Rewrite the part of the records that opens with the line containing "outline: dark rocky outcrop" and closes with the line containing "[[[41,108],[40,106],[21,106],[20,107],[19,109],[41,109]]]", swapping "rocky" for "stony" and leaving everything else unchanged.
## START
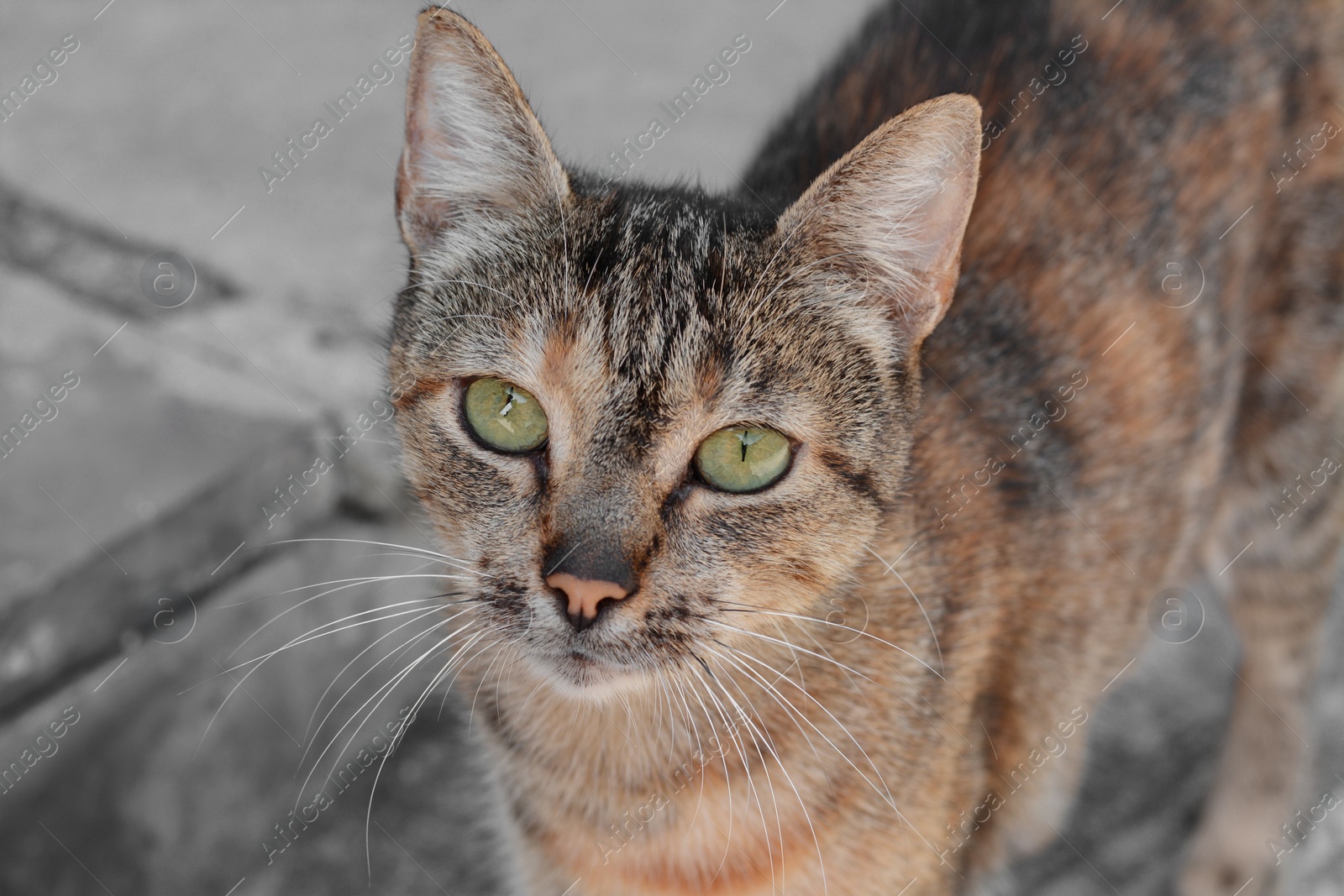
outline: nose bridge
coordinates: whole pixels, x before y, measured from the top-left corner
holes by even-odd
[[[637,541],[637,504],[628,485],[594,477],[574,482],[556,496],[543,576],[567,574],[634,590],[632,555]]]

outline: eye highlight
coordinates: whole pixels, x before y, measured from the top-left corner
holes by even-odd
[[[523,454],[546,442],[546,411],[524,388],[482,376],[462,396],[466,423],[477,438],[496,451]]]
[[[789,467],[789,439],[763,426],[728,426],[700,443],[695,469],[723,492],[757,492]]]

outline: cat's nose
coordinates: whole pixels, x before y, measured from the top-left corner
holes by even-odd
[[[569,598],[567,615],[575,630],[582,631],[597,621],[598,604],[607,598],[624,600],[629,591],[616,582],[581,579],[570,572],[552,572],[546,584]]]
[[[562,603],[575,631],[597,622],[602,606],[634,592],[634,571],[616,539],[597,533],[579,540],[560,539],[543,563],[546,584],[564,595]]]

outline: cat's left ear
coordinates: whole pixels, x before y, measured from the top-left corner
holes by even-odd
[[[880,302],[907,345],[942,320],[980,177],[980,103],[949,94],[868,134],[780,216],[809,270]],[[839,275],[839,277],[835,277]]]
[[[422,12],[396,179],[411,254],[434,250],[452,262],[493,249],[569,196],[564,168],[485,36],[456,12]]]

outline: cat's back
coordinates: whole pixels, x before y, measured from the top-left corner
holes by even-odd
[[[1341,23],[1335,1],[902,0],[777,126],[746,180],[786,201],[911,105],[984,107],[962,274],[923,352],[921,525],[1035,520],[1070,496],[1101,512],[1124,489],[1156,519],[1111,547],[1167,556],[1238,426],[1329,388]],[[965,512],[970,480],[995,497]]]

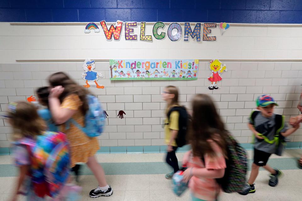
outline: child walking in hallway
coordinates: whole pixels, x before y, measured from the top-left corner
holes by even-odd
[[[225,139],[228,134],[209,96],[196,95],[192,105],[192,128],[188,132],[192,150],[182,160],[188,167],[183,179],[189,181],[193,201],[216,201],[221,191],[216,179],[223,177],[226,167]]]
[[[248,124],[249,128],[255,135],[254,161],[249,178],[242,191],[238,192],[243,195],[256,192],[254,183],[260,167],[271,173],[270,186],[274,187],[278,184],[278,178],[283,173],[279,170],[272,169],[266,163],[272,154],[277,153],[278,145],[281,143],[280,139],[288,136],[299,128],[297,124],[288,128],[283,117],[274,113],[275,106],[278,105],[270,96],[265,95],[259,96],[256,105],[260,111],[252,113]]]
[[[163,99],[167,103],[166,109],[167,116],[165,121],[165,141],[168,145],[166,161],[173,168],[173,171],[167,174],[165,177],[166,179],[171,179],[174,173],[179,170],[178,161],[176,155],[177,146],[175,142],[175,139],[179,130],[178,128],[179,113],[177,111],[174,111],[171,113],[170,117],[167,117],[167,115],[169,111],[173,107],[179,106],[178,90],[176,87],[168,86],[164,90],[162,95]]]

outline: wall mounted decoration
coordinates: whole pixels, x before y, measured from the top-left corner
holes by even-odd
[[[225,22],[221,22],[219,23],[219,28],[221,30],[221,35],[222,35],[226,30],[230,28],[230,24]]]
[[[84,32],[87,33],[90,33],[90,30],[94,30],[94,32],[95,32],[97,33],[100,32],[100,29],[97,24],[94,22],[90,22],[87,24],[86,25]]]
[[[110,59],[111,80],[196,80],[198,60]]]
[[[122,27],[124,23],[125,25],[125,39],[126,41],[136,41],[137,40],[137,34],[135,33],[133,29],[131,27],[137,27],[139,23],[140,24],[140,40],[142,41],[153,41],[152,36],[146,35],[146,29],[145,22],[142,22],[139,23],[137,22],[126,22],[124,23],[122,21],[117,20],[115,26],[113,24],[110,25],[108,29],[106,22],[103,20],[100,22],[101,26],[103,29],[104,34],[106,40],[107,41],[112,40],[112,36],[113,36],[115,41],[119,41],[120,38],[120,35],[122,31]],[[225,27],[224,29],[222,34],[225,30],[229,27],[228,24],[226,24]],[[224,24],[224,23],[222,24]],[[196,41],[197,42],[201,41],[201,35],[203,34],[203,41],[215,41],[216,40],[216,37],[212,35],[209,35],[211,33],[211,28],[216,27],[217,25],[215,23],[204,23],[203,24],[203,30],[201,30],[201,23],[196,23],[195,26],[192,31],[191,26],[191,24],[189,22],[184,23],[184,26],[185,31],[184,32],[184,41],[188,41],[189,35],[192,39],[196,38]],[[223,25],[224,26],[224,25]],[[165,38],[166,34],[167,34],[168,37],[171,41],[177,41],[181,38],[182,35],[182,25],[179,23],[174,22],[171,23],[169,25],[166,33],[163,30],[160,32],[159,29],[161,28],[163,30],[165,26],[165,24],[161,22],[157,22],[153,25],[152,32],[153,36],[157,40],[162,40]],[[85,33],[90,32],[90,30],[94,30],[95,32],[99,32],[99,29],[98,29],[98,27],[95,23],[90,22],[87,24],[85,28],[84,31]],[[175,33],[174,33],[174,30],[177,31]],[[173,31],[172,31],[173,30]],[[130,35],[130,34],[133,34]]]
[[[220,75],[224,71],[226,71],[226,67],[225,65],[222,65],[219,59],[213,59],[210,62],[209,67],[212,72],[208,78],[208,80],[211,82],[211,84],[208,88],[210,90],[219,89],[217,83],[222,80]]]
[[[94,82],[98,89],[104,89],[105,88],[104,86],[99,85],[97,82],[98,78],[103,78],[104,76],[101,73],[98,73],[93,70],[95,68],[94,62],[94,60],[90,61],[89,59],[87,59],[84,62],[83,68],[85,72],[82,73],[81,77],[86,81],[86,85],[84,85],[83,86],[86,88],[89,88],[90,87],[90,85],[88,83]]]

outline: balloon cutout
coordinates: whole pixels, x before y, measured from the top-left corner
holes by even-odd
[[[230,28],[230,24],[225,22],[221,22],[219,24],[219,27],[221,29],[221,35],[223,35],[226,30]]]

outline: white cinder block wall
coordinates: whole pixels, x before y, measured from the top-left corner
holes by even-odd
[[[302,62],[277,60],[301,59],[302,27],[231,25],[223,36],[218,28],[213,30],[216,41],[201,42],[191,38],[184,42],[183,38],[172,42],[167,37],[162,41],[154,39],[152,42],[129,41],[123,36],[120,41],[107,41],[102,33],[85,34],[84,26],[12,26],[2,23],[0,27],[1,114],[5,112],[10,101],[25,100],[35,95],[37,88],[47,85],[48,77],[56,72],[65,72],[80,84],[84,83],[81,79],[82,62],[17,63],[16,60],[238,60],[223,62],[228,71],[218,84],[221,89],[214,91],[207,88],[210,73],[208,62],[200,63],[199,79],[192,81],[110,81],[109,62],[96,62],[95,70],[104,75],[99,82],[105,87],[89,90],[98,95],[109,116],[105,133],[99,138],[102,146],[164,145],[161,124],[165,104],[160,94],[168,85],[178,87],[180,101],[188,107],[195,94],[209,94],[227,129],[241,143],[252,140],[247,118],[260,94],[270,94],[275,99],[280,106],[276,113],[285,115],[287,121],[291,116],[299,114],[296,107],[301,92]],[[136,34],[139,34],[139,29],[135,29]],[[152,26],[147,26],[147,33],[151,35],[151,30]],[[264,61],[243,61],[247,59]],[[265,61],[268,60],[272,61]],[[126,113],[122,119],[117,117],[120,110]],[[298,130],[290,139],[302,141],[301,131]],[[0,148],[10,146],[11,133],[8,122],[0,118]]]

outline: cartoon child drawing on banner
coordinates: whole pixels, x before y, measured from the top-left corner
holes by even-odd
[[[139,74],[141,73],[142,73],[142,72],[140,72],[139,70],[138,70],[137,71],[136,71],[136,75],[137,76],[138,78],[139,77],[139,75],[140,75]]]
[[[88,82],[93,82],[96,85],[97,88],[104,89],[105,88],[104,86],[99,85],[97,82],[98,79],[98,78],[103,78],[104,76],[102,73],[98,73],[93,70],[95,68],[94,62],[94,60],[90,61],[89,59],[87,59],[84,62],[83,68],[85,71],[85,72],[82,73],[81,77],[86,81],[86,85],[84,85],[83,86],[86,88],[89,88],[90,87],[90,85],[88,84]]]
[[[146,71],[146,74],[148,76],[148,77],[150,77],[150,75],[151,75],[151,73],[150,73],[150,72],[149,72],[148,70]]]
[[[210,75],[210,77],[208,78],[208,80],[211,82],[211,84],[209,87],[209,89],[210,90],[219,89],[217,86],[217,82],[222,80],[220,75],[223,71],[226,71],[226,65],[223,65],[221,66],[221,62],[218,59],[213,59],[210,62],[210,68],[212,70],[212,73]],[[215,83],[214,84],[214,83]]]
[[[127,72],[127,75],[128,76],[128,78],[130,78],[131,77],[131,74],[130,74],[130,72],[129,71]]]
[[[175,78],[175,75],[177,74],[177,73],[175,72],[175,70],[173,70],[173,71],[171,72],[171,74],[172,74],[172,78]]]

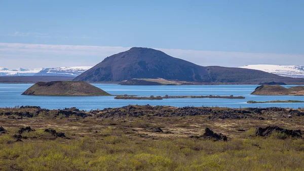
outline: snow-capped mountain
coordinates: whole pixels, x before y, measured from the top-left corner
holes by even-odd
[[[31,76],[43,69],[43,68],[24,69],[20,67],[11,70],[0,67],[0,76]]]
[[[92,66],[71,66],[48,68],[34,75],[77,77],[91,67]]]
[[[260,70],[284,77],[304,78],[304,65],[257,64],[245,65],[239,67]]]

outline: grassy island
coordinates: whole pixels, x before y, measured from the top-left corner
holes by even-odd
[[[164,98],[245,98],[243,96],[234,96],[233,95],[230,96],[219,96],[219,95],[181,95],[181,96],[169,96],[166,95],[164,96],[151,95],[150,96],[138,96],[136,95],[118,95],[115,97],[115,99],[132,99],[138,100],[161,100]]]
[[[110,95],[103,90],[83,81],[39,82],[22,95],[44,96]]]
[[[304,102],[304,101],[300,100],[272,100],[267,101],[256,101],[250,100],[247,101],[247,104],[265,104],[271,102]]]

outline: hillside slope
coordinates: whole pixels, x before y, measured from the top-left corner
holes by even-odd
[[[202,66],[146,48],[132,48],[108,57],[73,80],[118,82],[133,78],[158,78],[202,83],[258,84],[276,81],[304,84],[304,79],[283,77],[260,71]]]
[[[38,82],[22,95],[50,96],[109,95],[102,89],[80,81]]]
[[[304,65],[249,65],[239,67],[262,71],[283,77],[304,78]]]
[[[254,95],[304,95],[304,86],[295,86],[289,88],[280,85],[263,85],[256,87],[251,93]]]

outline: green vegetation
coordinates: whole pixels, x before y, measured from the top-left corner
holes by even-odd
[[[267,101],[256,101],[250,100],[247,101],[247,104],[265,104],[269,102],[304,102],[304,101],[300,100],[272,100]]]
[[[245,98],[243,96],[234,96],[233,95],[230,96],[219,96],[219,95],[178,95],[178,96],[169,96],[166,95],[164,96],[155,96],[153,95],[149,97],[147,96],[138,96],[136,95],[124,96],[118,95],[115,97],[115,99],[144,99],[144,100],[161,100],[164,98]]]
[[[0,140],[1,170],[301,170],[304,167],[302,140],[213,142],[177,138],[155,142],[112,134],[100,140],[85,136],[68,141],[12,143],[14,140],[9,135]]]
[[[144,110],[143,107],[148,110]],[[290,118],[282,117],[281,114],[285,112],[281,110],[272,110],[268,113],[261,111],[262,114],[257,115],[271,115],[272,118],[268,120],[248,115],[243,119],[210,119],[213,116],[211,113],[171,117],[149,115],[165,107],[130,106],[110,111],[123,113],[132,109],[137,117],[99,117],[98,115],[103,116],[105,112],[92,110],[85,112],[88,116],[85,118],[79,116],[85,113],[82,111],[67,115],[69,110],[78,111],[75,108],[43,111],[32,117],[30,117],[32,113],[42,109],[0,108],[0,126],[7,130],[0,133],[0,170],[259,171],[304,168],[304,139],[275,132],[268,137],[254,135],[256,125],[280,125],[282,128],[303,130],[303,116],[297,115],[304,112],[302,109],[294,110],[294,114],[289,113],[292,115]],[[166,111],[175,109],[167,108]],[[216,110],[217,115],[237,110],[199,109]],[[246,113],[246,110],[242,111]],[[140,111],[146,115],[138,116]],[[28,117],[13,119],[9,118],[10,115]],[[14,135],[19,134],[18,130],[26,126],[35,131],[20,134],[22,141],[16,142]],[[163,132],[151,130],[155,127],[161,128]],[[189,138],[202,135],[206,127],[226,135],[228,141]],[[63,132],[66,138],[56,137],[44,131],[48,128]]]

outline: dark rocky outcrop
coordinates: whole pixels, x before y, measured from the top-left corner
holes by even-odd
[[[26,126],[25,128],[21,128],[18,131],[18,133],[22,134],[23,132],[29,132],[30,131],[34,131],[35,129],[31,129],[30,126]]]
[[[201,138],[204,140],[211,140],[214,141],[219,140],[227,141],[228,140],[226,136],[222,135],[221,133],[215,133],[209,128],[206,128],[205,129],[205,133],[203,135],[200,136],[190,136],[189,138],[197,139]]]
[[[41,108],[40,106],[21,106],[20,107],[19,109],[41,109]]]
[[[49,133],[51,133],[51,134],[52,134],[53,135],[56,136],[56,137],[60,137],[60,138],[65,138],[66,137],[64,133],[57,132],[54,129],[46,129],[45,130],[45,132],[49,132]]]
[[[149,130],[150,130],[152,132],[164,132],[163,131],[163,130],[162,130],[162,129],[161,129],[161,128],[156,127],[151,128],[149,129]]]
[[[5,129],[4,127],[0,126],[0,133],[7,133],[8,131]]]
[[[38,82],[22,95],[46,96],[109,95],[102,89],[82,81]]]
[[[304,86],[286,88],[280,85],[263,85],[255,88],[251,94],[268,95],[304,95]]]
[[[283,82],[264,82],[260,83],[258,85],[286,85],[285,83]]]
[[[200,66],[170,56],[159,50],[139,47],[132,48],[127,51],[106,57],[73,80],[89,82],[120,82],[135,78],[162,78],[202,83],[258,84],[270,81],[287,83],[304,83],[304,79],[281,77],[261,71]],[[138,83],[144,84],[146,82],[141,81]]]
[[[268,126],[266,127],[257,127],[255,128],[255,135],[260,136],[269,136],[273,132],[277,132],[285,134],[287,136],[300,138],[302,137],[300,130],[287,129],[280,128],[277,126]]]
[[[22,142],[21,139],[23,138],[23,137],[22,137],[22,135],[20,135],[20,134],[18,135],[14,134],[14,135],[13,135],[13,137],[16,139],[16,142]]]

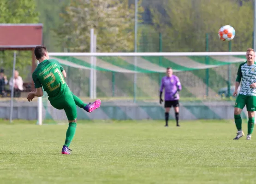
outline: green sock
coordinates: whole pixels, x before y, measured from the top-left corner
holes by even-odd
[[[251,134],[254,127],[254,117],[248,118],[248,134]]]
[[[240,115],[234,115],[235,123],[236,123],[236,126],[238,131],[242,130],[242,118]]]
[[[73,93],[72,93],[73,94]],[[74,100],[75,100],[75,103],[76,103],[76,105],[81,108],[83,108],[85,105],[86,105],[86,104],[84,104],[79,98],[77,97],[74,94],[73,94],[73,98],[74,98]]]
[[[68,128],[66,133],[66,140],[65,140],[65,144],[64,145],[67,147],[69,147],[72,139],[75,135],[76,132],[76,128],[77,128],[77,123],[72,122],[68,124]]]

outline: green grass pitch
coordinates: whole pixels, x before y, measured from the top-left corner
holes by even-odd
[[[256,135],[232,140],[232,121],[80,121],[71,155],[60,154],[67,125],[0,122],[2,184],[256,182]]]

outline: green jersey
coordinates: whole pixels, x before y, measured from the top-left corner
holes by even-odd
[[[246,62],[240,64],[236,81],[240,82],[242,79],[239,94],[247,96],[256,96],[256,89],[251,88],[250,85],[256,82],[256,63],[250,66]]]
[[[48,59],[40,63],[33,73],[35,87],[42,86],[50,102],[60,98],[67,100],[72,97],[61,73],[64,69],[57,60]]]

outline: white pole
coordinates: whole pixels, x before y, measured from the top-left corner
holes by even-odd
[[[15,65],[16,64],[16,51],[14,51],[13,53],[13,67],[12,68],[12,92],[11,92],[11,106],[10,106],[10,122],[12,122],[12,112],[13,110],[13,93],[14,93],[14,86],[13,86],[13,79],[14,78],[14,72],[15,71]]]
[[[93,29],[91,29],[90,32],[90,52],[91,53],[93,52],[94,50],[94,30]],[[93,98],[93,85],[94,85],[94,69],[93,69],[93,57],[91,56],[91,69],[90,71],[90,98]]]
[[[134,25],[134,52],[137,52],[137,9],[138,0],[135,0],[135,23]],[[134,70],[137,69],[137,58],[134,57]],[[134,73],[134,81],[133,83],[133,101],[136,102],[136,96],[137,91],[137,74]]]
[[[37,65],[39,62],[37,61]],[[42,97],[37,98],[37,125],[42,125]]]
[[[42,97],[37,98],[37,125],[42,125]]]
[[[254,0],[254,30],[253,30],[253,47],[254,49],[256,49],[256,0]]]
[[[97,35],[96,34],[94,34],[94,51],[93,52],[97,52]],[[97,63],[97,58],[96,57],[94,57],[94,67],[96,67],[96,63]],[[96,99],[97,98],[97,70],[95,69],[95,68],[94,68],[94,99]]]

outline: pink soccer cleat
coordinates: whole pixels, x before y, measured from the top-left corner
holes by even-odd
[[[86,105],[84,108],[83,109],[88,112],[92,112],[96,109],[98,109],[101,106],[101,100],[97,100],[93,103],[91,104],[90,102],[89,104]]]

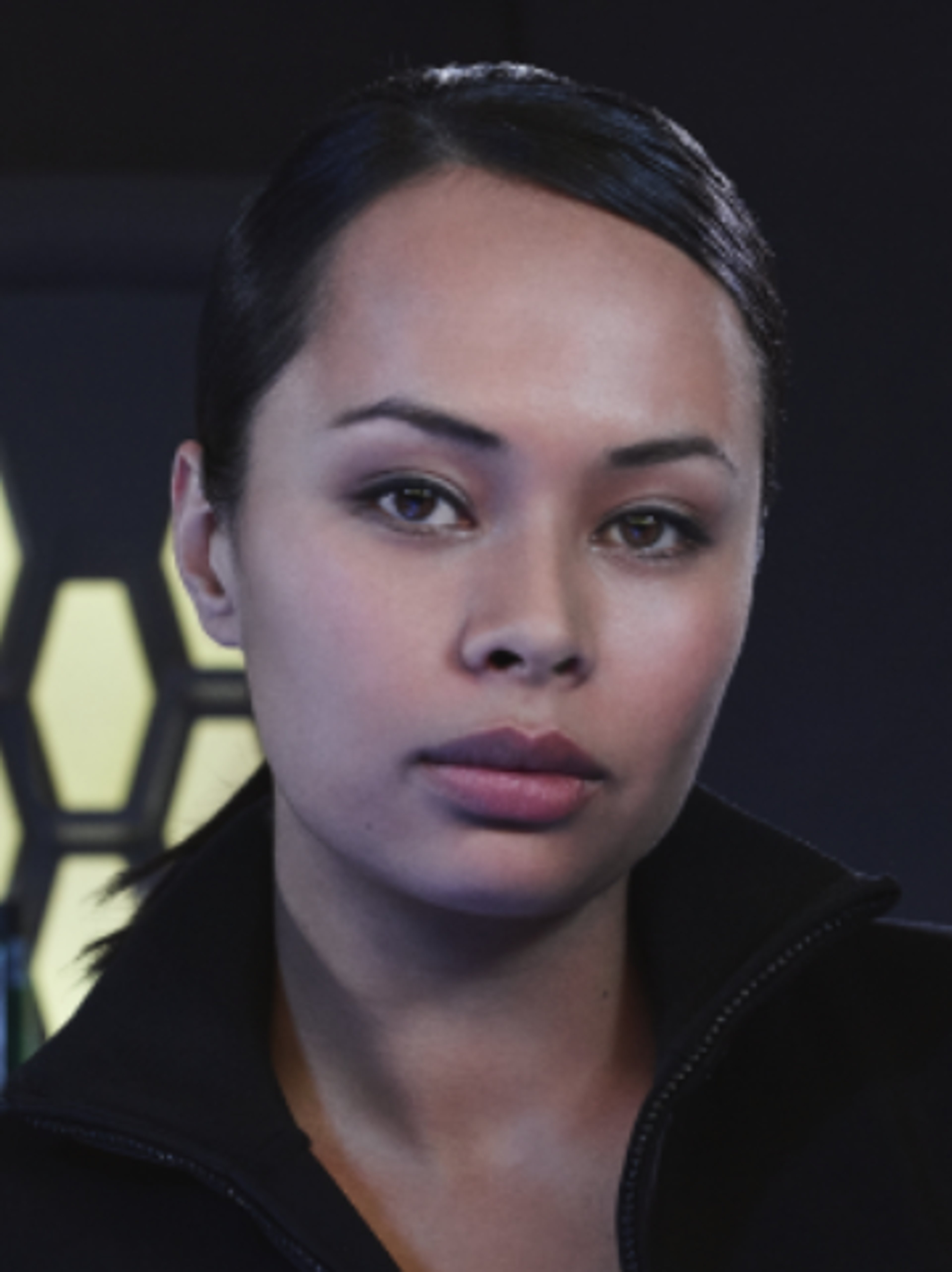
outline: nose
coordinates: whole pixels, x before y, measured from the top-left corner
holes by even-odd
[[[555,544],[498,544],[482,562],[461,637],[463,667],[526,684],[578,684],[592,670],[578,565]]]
## END
▶ _Response to the exercise_:
outline: dark stony outcrop
coordinates: whole pixels, x before y, measured from the top-left corner
holes by even-odd
[[[26,126],[25,128],[21,128],[18,131],[18,133],[22,134],[23,132],[29,132],[30,131],[34,131],[35,129],[31,129],[30,126]]]
[[[201,138],[204,140],[211,140],[214,141],[219,140],[227,141],[228,140],[226,136],[222,135],[221,133],[215,133],[209,128],[206,128],[205,129],[205,133],[203,135],[200,136],[190,136],[189,138],[197,139]]]
[[[41,108],[40,106],[21,106],[20,107],[19,109],[41,109]]]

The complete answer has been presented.